- Task goal
Extract the entries below word for word, starting with the line that contains "For every instance of the flower" and continuing through the last line of the entries.

(Excerpts of pointing data)
◆ ◆ ◆ ◆ ◆ ◆ ◆

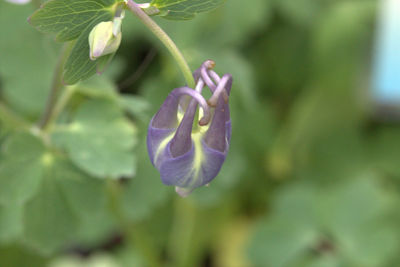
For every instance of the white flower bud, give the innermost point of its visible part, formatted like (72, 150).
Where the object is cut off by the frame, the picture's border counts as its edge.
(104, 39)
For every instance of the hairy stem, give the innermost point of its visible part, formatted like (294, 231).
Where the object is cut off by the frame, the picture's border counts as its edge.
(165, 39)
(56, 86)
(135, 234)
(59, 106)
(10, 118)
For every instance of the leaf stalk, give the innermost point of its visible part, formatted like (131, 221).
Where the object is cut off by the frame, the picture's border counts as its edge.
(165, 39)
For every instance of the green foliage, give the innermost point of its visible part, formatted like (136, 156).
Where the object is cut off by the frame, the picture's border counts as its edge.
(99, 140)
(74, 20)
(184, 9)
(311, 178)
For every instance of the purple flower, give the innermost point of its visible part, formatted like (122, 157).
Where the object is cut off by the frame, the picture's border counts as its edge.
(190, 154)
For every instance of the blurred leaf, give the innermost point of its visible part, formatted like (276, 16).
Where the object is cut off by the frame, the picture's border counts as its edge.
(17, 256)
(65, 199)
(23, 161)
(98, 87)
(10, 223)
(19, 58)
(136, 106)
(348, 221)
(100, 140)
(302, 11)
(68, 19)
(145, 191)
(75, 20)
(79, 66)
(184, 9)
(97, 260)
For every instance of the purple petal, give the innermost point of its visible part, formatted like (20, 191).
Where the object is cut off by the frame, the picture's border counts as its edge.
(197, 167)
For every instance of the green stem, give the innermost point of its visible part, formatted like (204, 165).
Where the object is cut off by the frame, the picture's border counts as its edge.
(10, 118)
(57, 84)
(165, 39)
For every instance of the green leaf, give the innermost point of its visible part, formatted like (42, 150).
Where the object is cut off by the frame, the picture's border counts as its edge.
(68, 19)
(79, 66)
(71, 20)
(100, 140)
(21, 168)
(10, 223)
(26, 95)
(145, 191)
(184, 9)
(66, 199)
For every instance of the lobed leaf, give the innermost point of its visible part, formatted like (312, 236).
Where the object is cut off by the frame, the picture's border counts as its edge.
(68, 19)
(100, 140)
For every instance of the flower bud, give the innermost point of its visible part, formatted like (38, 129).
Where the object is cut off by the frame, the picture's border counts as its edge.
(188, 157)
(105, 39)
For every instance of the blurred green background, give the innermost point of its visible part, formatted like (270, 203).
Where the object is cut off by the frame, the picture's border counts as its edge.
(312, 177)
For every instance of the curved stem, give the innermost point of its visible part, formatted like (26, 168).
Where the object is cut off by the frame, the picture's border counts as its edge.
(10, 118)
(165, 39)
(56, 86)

◆ ◆ ◆ ◆ ◆ ◆ ◆

- Result for this task
For every instance of the flower bud, give the innermost point of its visible part, formatted like (38, 129).
Where the object is cut off by the frame, the picture's border counts as its edge.
(188, 157)
(105, 39)
For every instance of the blurred green background, give the innermost point of its visible part, formatted like (270, 203).
Where the object is cut off by the frame, the picture's border counts as its edge.
(312, 177)
For every instance of the curved stem, give the innermost point of its visible part, formatted like (26, 168).
Where the object is cut off by the frame, the picture's border counts as its edge.
(10, 118)
(165, 39)
(56, 86)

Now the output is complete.